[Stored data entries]
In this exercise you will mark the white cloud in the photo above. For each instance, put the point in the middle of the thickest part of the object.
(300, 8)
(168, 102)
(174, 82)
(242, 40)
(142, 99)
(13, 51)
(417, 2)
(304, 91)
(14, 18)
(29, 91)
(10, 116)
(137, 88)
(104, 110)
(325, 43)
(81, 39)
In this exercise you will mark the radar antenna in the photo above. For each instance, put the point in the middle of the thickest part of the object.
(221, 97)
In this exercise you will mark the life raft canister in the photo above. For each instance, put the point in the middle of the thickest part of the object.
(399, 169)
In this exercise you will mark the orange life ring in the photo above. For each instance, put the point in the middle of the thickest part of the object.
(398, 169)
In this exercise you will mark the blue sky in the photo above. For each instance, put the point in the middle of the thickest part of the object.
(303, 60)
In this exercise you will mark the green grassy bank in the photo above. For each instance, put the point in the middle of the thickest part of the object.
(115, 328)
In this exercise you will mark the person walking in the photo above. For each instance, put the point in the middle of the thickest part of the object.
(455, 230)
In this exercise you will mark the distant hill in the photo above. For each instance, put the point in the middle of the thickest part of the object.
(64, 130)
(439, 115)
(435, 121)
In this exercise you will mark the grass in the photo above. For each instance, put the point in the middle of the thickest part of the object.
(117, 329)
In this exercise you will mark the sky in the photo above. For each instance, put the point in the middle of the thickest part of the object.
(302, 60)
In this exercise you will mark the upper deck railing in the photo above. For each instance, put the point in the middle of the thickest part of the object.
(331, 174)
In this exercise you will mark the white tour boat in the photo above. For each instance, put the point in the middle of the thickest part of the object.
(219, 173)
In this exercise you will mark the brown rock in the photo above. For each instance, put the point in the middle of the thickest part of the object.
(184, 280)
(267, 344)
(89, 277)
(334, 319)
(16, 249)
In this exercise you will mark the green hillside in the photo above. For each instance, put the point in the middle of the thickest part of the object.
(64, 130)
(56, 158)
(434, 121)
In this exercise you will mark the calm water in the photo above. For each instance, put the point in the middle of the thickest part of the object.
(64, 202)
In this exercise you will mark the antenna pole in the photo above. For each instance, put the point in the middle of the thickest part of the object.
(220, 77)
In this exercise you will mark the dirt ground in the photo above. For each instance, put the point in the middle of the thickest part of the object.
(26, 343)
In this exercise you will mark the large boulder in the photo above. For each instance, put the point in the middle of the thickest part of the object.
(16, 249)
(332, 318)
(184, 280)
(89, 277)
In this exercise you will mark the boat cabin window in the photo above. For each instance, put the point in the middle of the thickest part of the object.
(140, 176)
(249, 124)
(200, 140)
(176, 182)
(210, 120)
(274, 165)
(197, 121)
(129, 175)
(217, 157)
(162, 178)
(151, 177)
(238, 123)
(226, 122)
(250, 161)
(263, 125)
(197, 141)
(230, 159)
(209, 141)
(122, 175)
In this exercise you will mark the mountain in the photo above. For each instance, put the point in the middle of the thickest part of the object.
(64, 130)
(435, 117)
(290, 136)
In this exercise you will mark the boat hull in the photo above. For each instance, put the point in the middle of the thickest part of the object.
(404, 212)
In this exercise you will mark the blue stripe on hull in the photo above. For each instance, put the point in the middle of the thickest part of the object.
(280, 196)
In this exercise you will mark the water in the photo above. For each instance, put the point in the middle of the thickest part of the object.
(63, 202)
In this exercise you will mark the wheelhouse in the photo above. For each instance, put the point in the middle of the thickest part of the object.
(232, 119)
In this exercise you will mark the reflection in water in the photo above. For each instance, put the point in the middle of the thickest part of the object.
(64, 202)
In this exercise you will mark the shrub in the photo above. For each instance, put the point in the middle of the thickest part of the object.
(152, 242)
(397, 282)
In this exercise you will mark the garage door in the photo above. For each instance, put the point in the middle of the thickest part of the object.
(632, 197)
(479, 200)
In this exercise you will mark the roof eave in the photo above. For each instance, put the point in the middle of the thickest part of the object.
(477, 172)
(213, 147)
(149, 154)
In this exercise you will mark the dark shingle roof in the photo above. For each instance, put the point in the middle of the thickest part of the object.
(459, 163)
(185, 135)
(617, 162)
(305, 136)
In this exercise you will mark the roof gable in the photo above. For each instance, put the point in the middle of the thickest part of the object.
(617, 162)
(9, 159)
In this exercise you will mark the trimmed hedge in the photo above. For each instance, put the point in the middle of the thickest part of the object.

Assignment –
Transcribe each entry above exactly as it reads.

Answer to this task –
In this exercise you will mark the white cloud in the photo above. For each instance, put the point in the middle of the thickest part of the object.
(300, 8)
(168, 102)
(174, 82)
(242, 40)
(142, 99)
(13, 51)
(417, 2)
(304, 91)
(14, 18)
(29, 91)
(10, 116)
(137, 88)
(104, 110)
(325, 43)
(81, 39)
In this exercise you will mark the radar antenna in the photo above. For each instance, put the point in the middle of the thickest part of the object.
(221, 97)
In this exercise you will mark the life raft canister in the photo above. For each instance, put the point in the middle of the thickest part of the object.
(399, 169)
In this exercise you will mark the orange life ring in the photo above. For each instance, put the point in the middle of the thickest part of the object.
(398, 169)
In this exercise you will mark the blue sky in the photo above. For each instance, put the point in the middle of the thickest part of the object.
(303, 60)
In this exercise you will mark the green grassy bank in the photo above. For each instance, put the point in the middle of the thickest part of the object.
(115, 328)
In this exercise you will mark the person walking in the photo above. For each instance, put the point in the middle of the thickest part of the object.
(455, 230)
In this exercise you will mark the distant hill in the photo above. For each instance, put the point in the middle of the thickest part of the object.
(64, 130)
(439, 115)
(435, 121)
In this exercise you will mark the grass in the photo above. For each instance, put the point in the middle of the thickest part of the object.
(117, 329)
In this exercise you will mark the sky in the photo above. For each instance, put the point in the middle of the thickest part of the object.
(302, 60)
In this exercise you will mark the upper deck railing in the photo above. For each instance, put the point in the middle of the thickest part of the object.
(331, 174)
In this exercise you will mark the white tour boat in the photo above. For each instance, put the point in the middle of the thickest part of the object.
(219, 173)
In this exercise you will mark the brown rock in the photo above. For each instance, put the point in the middle of the thickest part of the object.
(184, 280)
(267, 344)
(89, 277)
(334, 319)
(16, 249)
In this exercise you will mark the green hillside in the photo above. For each instance, put the point in the middle of the thickest part of the object.
(64, 130)
(56, 158)
(434, 121)
In this exercise you will mark the calm water in the photo above. For each instance, put the point in the middle of the thickest part of the object.
(64, 202)
In this exercise you will mark the antenna pole in the photo above. For each instance, put the point in the middle of the thickest part of the object.
(220, 77)
In this exercise you will mark the dirt ground in the photo above. For each instance, put the point in the middle of the thickest part of the object.
(26, 343)
In this exercise you will mark the large boulder in the photo above. For each instance, put the point in the middle of the thickest part of the object.
(16, 249)
(332, 318)
(184, 280)
(89, 277)
In this exercise you will mark the boat cabin window in the photo above. For each instance, put the point in the middle of the thickest part of the object.
(140, 176)
(249, 124)
(200, 140)
(176, 182)
(210, 120)
(274, 165)
(197, 121)
(129, 175)
(217, 157)
(162, 178)
(151, 177)
(238, 123)
(226, 122)
(250, 161)
(263, 125)
(197, 141)
(230, 159)
(209, 141)
(122, 175)
In this exercise you will mark the mountain in the photo above. For each instance, put the point in the middle of the thickest part of the object.
(64, 130)
(435, 117)
(290, 136)
In this exercise you will mark the boat hull in the photo above. For each instance, put the point in the middle of the thickest part of the object.
(404, 212)
In this exercise you will mark the blue stripe on hull in the photo above. For each instance, put the point in the middle of the thickest part of the object.
(280, 196)
In this exercise you will mark the water in the photo above. For each instance, put the point in the middle of the thickest part of the object.
(63, 202)
In this exercise you will mark the wheelhouse in the photo above. For each instance, put the point in the middle of the thickest part of the object.
(232, 119)
In this exercise you will mark the reflection in water in the photo above. For each instance, put the point in the middle of the thickest part of the object.
(64, 202)
In this exercise you will mark the shrub in the photo above. For each instance, put the point in the middle of the thickest part of the object.
(152, 242)
(397, 282)
In this exercise you will mark the garage door in the photo above. For each instance, put the point in the middle of the thickest part of the object.
(632, 197)
(479, 200)
In this exercise you will mark the roof eave in the photo above. For each instance, put the point in the middle of the thickest part of the object.
(477, 172)
(213, 147)
(149, 154)
In this exercise you will mark the dark shingle roof in the photo above. For each instance, put the point in the middle of the thickest part of the object.
(459, 163)
(185, 135)
(617, 162)
(305, 136)
In this exercise you will mark the roof gable in the photo above. For each instance, put the point in the middle of the thickest part of the object.
(617, 162)
(9, 159)
In this exercise you will mark the trimmed hedge in the photo above. For each instance, put the point in the middle of the thickest part of the object.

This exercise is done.